Return, unchanged, the lines of the records starting at the line containing "Locate white painted" and ending at the line containing "Locate thatched palm", with both of those lines included.

______________________________

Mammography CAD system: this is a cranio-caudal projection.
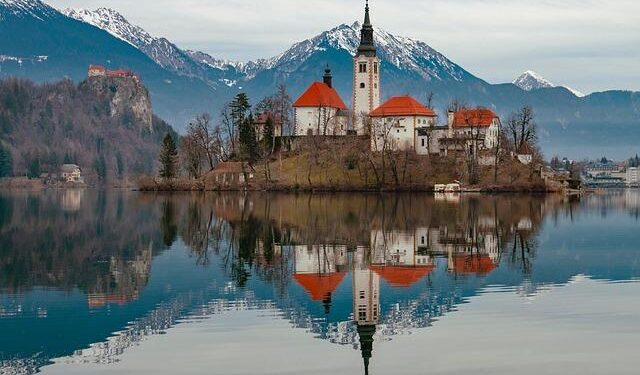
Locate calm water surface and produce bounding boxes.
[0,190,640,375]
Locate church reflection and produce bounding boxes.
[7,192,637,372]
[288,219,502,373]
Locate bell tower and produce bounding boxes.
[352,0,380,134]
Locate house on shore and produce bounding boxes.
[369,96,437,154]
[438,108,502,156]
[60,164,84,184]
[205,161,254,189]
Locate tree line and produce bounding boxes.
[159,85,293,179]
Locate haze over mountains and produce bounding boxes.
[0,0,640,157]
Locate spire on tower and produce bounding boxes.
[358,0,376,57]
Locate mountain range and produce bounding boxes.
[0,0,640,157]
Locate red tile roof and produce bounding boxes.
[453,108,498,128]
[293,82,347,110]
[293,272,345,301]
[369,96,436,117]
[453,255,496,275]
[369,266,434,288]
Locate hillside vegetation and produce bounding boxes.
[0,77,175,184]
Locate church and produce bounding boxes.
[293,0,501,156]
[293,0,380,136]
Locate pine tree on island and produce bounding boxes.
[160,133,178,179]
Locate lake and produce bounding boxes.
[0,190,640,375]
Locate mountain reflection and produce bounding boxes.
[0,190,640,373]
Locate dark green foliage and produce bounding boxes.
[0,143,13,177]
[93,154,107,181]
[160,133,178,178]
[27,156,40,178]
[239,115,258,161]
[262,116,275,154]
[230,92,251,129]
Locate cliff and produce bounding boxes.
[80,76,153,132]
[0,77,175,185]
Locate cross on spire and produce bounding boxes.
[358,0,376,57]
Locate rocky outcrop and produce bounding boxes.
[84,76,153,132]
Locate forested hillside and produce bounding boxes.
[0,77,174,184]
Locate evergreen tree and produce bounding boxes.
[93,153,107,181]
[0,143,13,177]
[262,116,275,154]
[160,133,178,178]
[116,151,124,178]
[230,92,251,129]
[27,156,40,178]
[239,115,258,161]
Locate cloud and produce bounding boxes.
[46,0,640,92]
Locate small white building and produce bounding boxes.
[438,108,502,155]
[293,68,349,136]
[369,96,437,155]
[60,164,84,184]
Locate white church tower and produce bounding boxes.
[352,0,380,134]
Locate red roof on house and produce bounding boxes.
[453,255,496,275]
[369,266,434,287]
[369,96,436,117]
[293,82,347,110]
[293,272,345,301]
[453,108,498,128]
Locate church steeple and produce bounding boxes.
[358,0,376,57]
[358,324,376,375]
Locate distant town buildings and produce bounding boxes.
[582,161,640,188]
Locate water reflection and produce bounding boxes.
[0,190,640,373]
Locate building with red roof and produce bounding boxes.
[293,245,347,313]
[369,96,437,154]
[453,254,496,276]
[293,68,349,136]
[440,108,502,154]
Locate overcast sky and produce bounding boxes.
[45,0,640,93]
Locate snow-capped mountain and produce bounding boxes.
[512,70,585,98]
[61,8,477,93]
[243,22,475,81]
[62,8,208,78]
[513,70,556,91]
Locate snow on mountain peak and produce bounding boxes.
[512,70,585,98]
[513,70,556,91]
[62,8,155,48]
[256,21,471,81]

______________________________

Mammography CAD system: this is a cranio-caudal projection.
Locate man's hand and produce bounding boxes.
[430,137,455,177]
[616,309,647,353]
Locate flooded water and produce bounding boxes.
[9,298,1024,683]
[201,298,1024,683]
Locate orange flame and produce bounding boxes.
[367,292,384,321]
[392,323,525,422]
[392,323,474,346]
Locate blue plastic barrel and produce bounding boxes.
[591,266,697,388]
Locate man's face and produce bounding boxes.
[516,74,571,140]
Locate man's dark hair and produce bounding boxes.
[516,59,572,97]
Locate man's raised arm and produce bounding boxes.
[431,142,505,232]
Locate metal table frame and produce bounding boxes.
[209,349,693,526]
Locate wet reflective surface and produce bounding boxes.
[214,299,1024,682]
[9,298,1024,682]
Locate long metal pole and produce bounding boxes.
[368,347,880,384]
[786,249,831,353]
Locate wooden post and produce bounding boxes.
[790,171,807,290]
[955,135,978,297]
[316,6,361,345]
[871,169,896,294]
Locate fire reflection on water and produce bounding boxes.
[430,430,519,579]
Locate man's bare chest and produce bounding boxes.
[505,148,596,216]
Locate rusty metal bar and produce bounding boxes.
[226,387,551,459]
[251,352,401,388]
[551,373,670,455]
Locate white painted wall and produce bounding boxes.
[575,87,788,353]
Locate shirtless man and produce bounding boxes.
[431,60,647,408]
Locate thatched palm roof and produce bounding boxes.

______________________________

= EXERCISE RESULT =
Locate white painted wall and produce bounding boxes.
[575,87,788,353]
Locate shirtless man and produce bounding boxes.
[431,60,647,408]
Locate thatched palm roof and produce bounding boxes.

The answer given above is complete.